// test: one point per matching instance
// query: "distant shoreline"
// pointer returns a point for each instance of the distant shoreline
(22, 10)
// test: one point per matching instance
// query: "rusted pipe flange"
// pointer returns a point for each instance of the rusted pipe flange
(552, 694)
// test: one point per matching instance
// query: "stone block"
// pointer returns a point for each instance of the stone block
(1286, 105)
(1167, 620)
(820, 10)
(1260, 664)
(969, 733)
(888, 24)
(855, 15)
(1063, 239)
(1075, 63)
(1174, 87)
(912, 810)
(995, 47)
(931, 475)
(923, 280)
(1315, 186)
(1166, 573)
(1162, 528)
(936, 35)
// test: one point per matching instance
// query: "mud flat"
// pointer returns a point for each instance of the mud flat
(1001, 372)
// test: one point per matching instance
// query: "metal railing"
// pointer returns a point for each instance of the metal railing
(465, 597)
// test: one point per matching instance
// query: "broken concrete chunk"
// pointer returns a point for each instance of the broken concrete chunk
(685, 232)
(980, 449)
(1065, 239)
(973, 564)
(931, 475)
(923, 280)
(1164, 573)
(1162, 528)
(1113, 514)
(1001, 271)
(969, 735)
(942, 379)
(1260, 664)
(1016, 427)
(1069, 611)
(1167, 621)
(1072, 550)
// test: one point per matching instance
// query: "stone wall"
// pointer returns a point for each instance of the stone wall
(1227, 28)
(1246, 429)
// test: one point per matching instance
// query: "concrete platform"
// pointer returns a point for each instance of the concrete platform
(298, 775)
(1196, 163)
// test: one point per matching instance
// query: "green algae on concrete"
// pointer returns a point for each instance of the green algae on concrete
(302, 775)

☆ ☆ ☆ ☆

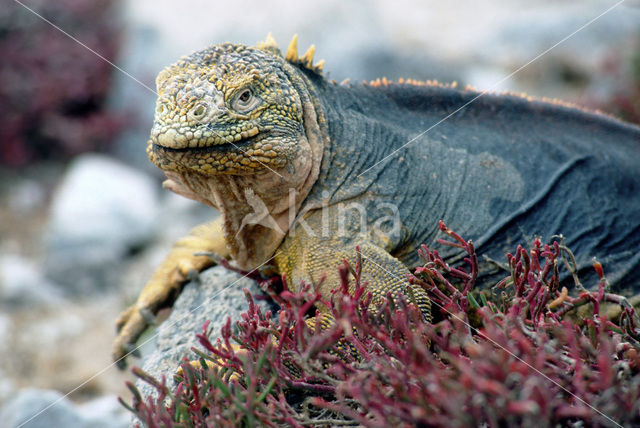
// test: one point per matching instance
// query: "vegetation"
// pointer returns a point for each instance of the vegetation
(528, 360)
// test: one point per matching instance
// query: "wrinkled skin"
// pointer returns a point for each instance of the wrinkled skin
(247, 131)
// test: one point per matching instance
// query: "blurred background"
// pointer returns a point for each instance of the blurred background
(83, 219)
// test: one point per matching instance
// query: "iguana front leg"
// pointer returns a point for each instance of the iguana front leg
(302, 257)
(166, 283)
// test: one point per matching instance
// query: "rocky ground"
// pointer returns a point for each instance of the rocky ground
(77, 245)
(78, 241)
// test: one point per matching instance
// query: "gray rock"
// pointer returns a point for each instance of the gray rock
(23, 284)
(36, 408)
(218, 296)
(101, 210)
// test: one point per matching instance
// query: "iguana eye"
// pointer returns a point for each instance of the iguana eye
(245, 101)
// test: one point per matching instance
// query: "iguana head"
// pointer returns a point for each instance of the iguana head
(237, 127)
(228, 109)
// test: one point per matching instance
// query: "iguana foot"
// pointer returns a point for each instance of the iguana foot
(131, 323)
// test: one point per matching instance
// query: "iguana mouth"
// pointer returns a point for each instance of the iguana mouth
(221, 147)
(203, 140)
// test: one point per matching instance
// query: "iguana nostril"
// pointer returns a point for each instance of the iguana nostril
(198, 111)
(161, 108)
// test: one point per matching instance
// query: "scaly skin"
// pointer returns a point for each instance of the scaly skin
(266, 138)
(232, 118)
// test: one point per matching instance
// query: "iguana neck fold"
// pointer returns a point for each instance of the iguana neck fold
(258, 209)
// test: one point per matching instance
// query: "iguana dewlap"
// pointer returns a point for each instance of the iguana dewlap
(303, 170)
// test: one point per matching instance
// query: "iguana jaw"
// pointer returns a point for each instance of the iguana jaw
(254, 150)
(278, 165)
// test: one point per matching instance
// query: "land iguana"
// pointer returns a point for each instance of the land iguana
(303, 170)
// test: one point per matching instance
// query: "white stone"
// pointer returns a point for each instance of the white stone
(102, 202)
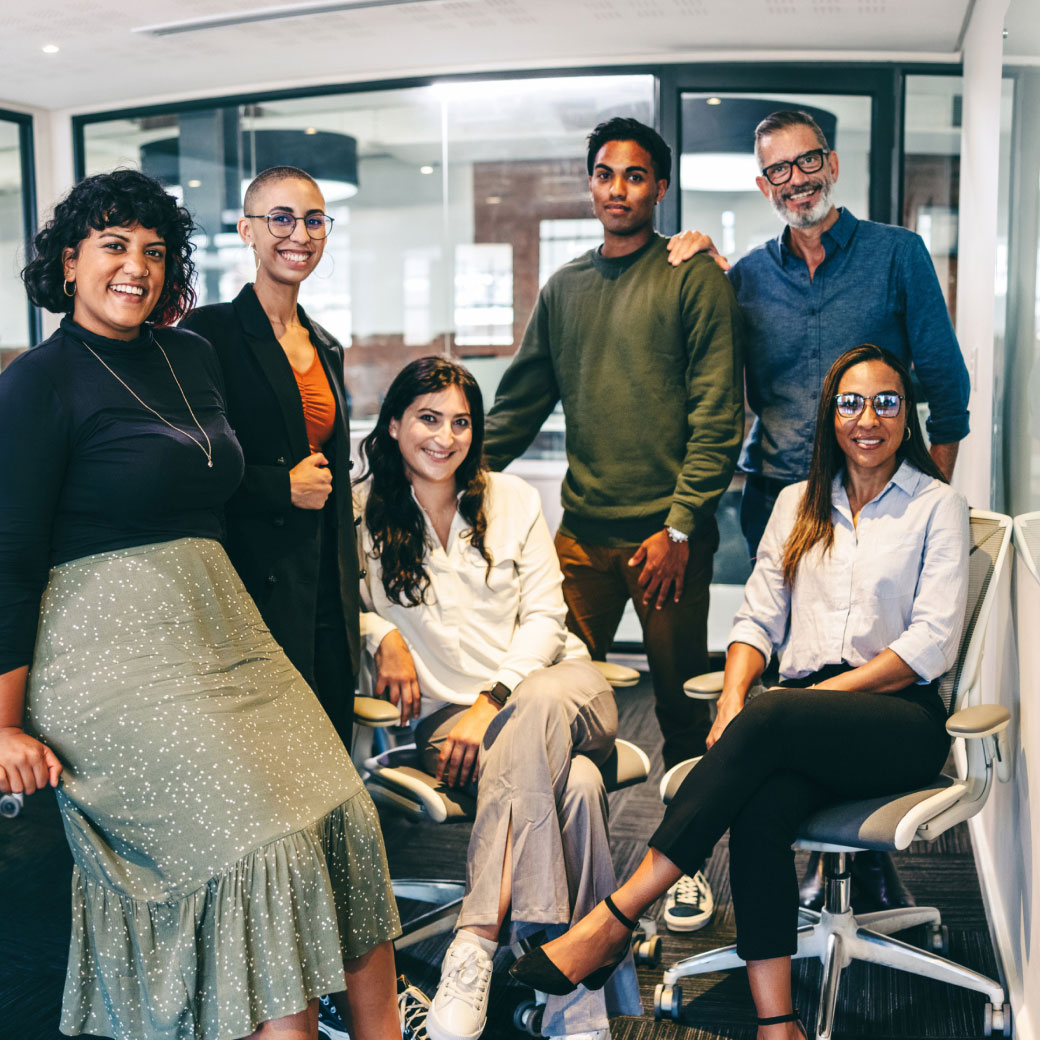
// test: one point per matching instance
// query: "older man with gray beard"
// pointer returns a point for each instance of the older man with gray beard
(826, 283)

☆ ☆ ☆ ☆

=== The task ===
Report each line in the rows above that contains the string "beard", copied in full. Matching is case-sensitive.

=== Written solution ===
// query: "older man with gray beard"
// pointer returns a point for each instance of the older man with gray beard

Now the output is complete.